▶ _Set of tasks_:
1. Do the following statements agree with the excerpt about George Weller's flight to Singapore? For each, answer yes or no and quote the words of the excerpt that decide it.
(a) The Short Sunderland could take off and land only on water.
(b) BOAC sent the plane along the great-circle route over the Indian Ocean.
(c) The remaining British Empire forces in Singapore surrendered on February 15, 1942.
2. According to the excerpt about Weller's flight from Cairo to Singapore, what was the maximum range of the Short Sunderland?
3. Pick up the excerpt about Weller's flight from Cairo to Singapore after its final sentence and write what comes next.

----- Source excerpt -----

In 1941, as war clouds loomed over southeast Asia, a Chicago News correspondent by the name of George Weller flew from Cairo to Singapore on assignment. In Singapore, Weller reported on the British Empire’s ineffectual preparations for an attack that was sure to come from Imperial Japan. When the attack did come, it was not from the sea—as the British expected and were prepared for—but through the jungles of Malaya. Weller reported on the Japanese forces’ astonishingly effective campaign down the Malayan Peninsula and the subsequent doomed defense of Singapore. He was there until almost the very end, when the remaining British Empire forces in Singapore surrendered on February 15, 1942. The following year, he published his firsthand account of the fall of Malaya and Singapore, the engrossing Singapore Is Silent.

Japanese troops parading in Singapore after the fall of the city. [Source: Wikimedia Commons, PD]

Japanese troops parading in Singapore after the fall of the city. [Source: Wikimedia Commons, PD.]

Something that I found particularly interesting in Singapore Is Silent was Weller’s account of his flight from Cairo to Singapore. The two cities are a little over 5,100 miles apart by the great-circle route, which runs mostly over the Indian Ocean and only crosses the southern part of peninsular India. A flight like this would be no big deal with a modern long-range airliner like a 787 (even thought it seems that there are currently no airlines offering direct service between Cairo and Singapore). But this was far beyond the range of the airliners of the day.

A Short Sunderland Mk V in military (RAF) service. [Source: Wikimedia Commons, PD.]

A Short Sunderland Mk V in military (RAF) service. [Source: Wikimedia Commons, PD.]

In Singapore Is Silent, Chicagonews (as Weller calls himself in the narrative) flies to Singapore aboard a Short Sunderland operated by British Overseas Airways Corporation (BOAC). The Sunderland was a flying boat, so it could only take off and land on water. The plane had a maximum range of 1,780 miles, which meant that it had to stop several times to refuel on its way to Singapore. BOAC routed its plane north of the great-circle route, sending it across northern India, where there were plenty of places to stop. Chicagonews’s route across India was this: Karachi (still a part of India at this point), Jaipur, Allahabad, “the narrow upper waters of the Ganges” (no city name specified), and Calcutta.

Karachi is on the coast and Allahabad and Calcutta are on the Ganges (Ganga) river system, but what about Jaipur? It is in arid Rajasthan, with no ocean or large river in sight.

Chicagonews’s plane touches down on “the Rajah’s lake near Jaipur,” where a motor launch takes the passengers to shore. This was clearly one of the artificial lakes around Jaipur. Although I have not been able to find a source to tell me which one it was, I think that it was most likely Jamwa Ramgarh, an irrigation reservoir 15 miles northeast of the city that was built in 1901. With a long axis of about 4½ miles, the lake would have been long enough for the takeoff run of a big flying boat.

----- Listed entries -----

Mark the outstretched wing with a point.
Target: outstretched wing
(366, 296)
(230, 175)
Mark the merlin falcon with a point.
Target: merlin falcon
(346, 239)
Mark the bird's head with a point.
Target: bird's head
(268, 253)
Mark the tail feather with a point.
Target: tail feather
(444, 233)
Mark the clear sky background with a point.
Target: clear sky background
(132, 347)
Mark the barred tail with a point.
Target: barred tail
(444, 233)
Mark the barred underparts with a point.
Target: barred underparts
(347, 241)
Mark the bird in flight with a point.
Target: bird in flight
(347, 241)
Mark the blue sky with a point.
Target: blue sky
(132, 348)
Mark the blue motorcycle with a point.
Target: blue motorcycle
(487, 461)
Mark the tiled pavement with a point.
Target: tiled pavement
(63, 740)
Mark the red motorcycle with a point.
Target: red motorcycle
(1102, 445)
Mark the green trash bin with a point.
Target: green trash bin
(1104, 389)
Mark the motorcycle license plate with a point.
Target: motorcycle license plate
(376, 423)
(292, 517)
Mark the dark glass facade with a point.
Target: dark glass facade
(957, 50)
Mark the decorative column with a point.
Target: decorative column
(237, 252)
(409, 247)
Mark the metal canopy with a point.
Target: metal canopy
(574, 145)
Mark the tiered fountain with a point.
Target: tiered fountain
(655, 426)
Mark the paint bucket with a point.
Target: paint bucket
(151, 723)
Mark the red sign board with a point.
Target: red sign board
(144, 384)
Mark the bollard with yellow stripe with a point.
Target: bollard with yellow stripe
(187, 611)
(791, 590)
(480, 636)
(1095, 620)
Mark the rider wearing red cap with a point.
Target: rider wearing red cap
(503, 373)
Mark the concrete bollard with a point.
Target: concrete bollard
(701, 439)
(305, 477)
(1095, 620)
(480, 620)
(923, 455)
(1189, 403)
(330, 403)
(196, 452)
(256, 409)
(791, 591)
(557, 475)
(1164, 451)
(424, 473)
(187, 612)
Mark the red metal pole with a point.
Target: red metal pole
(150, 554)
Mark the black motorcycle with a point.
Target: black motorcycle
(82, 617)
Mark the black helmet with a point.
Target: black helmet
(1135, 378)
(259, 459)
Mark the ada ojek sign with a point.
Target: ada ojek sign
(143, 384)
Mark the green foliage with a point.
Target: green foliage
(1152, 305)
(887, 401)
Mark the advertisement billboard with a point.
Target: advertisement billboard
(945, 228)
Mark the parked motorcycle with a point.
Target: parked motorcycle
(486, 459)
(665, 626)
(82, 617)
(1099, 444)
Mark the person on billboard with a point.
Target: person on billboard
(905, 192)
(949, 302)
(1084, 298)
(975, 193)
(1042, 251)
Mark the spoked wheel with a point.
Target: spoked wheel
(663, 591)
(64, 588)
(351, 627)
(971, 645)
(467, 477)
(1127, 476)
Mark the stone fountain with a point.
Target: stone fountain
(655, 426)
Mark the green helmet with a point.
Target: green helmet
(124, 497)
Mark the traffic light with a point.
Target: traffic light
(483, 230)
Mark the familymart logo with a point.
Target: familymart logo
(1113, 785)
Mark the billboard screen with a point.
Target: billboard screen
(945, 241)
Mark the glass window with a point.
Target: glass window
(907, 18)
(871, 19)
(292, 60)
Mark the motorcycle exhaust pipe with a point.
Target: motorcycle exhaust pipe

-----

▶ _Task results_:
1.
(a) Yes: "The Sunderland was a flying boat, so it could only take off and land on water."
(b) No: "BOAC routed its plane north of the great-circle route, sending it across northern India."
(c) Yes: "the remaining British Empire forces in Singapore surrendered on February 15, 1942."

2. 1,780 miles.

3.
Jamwa Ramgarh Tal, as pictured on a 1963 US Army Map Service map. The lake has been dry since 2000. Source: Perry-Castañeda Library Map Collection.

Jamwa Ramgarh Tal, as pictured on a 1963 US Army Map Service map. The lake has been dry since 2000. [Source: Perry-Castañeda Library Map Collection.]

The route crossing India by flying boat was a recent development. In the late thirties, Imperial Airways (BOAC’s predecessor) had taken its flying boats only as far as Karachi; for the crossing of India itself, passengers had transferred to landplanes and flown a route of Karachi–Jodhpur–Delhi–Allahabad–Calcutta. When Imperial Airways introduced flying boats for the crossing of India, the route was changed to Karachi–Rajsamand Lake (near Udaipur)–Gwalior–Allahabad–Calcutta.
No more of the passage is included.